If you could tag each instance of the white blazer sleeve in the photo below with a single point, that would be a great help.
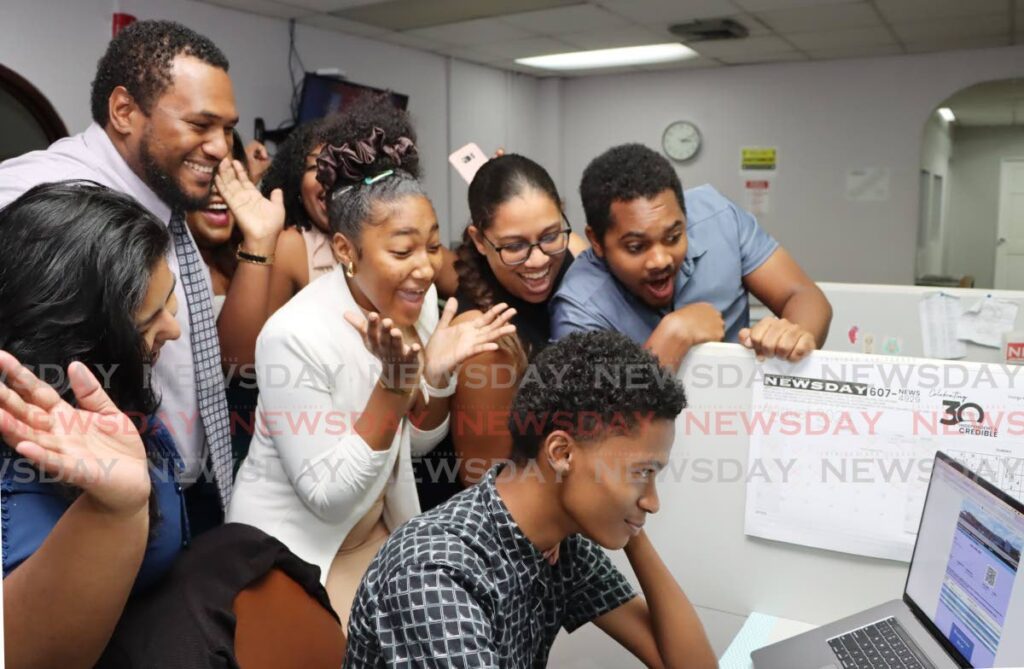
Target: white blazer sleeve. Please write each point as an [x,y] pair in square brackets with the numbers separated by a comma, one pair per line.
[422,442]
[311,423]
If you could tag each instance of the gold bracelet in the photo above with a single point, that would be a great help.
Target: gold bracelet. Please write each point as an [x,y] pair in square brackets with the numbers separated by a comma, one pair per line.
[252,257]
[399,391]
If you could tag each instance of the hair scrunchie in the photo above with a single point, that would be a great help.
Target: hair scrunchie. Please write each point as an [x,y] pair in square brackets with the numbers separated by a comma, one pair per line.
[350,163]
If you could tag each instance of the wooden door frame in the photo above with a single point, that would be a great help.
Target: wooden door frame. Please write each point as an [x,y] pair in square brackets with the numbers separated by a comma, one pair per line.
[35,102]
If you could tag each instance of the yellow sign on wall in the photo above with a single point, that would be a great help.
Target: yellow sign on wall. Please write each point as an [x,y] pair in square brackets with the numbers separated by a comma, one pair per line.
[758,158]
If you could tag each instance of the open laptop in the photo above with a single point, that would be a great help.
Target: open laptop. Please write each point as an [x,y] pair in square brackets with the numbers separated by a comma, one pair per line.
[963,603]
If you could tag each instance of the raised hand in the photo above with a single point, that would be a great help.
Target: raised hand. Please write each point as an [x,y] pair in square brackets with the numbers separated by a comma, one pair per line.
[451,344]
[93,447]
[699,323]
[259,218]
[772,337]
[401,363]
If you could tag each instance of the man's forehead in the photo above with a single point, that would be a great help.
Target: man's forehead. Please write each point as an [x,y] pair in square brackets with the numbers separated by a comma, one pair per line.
[646,215]
[202,87]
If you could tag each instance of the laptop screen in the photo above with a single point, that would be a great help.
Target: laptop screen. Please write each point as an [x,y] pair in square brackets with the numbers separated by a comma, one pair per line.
[964,576]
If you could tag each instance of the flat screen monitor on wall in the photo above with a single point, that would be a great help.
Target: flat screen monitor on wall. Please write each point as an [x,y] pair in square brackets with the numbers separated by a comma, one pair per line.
[323,95]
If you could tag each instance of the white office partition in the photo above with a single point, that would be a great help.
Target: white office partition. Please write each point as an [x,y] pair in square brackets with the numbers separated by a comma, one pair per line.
[699,531]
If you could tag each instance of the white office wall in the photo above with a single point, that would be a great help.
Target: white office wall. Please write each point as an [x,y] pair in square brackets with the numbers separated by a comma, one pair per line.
[935,154]
[974,199]
[825,118]
[514,112]
[55,44]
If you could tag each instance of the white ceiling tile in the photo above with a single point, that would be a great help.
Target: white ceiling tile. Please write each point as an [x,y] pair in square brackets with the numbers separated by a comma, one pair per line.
[574,18]
[763,5]
[806,19]
[854,51]
[473,55]
[962,28]
[912,10]
[754,25]
[471,33]
[327,22]
[667,11]
[609,39]
[262,7]
[413,41]
[763,57]
[512,66]
[842,38]
[329,5]
[525,48]
[749,46]
[951,43]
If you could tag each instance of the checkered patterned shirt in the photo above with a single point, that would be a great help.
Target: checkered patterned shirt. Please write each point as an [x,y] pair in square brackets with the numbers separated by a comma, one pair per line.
[462,586]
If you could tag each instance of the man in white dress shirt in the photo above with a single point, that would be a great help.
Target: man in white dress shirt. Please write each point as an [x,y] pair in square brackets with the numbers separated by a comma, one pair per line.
[163,111]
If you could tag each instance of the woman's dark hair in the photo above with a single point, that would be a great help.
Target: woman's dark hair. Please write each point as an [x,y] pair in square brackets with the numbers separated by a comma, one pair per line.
[364,171]
[587,384]
[75,265]
[498,180]
[625,173]
[288,168]
[366,113]
[355,122]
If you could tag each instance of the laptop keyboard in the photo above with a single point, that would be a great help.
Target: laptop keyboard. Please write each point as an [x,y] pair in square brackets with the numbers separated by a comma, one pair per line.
[884,644]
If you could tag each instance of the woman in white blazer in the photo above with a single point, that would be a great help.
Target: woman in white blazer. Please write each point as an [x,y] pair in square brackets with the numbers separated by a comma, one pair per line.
[355,373]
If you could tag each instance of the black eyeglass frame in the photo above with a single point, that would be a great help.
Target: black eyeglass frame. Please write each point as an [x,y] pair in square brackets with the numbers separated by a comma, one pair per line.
[535,245]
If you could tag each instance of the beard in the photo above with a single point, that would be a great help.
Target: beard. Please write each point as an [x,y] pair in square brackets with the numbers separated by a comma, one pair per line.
[169,191]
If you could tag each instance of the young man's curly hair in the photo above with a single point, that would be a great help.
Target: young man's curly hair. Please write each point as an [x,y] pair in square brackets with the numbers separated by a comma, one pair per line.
[623,173]
[586,384]
[140,57]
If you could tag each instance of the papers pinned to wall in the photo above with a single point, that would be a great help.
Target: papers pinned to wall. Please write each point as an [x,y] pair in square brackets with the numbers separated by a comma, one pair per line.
[939,321]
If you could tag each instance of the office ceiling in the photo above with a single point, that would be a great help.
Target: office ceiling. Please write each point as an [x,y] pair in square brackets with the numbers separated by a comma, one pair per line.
[993,102]
[497,32]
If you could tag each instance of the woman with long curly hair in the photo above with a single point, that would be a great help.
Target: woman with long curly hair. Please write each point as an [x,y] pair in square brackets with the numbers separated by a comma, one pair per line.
[355,372]
[515,250]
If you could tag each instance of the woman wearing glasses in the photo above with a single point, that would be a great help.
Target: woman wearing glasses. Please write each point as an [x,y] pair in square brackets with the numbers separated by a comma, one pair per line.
[515,250]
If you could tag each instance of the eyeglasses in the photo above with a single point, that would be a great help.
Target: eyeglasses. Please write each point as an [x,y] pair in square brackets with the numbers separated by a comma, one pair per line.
[518,252]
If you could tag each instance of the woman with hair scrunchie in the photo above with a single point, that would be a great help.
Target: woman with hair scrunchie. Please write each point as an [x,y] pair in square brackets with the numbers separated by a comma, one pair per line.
[516,249]
[355,372]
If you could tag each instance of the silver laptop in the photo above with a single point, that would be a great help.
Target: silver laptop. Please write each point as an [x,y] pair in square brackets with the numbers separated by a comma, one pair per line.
[963,603]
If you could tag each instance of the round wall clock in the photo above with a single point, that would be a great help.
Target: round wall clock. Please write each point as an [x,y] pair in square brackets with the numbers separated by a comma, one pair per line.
[681,140]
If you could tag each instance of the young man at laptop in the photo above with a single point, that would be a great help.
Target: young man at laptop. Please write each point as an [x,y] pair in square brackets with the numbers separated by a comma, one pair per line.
[672,272]
[476,583]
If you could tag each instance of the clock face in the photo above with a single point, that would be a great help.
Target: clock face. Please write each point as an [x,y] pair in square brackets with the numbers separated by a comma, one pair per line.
[681,140]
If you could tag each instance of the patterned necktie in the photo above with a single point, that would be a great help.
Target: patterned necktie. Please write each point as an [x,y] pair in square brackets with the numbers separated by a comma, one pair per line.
[206,357]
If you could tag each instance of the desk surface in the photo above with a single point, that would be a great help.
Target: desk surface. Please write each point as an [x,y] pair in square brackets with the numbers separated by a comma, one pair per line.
[759,630]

---

### Set problem:
Exactly and only the lines from the one containing "If you could tag each instance of the patterned" through the end of the material are to be reproduced, both ends included.

### Reply:
If you could tag each instance of the patterned necktie in the photo above with a single point, that would be a great help.
Target: patterned necktie. Please write each point as an [x,y] pair in square brackets with the numbers separated by a comma, one pair per line.
[206,357]
If you could tag each instance of the desk surface in the photo above with a single point, that would be a great help.
Target: desk surface. Please write each point as an [x,y] pair in square brackets with the numbers separated by a comma, one pair per line.
[759,630]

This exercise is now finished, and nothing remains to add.